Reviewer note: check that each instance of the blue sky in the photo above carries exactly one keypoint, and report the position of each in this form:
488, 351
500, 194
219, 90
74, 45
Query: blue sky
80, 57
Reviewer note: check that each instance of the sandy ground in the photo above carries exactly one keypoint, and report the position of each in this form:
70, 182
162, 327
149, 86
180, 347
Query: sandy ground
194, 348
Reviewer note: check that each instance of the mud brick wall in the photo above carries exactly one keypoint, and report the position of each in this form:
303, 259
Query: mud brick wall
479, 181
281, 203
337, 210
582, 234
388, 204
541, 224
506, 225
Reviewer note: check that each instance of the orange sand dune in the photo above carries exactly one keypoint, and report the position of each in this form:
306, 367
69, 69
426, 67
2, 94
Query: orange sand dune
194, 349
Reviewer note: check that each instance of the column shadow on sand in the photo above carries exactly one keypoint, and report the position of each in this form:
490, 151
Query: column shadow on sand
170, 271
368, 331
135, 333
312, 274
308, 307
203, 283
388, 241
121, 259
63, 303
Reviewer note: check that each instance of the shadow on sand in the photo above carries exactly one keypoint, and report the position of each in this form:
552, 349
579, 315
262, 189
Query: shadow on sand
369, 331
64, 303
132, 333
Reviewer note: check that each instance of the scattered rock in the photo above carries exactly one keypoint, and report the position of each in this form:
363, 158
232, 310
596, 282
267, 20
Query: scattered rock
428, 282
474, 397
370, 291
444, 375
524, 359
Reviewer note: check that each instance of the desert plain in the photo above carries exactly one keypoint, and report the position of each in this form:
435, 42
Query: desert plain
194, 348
══════════
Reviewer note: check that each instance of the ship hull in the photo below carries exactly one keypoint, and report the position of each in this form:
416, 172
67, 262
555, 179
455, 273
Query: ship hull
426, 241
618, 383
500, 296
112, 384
══════════
Exercise
Pull out every line in the items above that contains the word "dune", copying each line in full.

Complete output
Reviewer note: check that each instance of the orange sand dune in the photo above carries exactly one keypoint, and report the position of each in this form:
Query: orange sand dune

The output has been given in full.